*Objective*
Identify every line in the records below that contains the string "blue", matching case exactly, and copy each such line.

:: Provided records

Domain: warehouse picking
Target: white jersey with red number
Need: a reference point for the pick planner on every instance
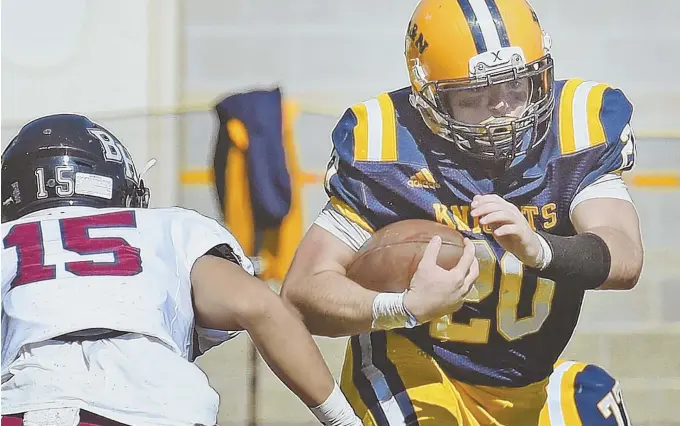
(71, 269)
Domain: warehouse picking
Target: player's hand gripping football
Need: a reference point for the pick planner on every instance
(435, 291)
(510, 227)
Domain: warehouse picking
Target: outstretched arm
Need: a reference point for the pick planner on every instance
(227, 297)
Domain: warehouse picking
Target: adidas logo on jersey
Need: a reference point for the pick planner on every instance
(423, 179)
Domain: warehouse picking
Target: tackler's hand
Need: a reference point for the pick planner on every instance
(510, 227)
(436, 291)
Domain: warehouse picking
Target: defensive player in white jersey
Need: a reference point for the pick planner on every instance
(100, 296)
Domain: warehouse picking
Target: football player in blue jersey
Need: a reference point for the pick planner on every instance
(529, 169)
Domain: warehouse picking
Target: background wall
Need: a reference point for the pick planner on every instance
(151, 70)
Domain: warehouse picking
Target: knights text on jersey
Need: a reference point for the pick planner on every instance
(387, 166)
(71, 269)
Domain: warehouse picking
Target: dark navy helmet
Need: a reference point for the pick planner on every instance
(67, 160)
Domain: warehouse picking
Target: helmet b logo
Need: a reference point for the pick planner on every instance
(115, 151)
(417, 38)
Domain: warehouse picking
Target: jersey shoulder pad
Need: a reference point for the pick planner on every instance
(195, 235)
(367, 131)
(590, 114)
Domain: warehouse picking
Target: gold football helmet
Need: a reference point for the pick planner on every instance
(481, 75)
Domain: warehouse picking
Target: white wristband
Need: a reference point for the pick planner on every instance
(546, 253)
(389, 312)
(335, 410)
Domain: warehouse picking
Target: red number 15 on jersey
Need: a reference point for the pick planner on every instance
(27, 238)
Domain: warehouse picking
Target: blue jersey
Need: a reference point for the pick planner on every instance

::::

*Answer*
Target: football player in blue jersey
Target: blue jersey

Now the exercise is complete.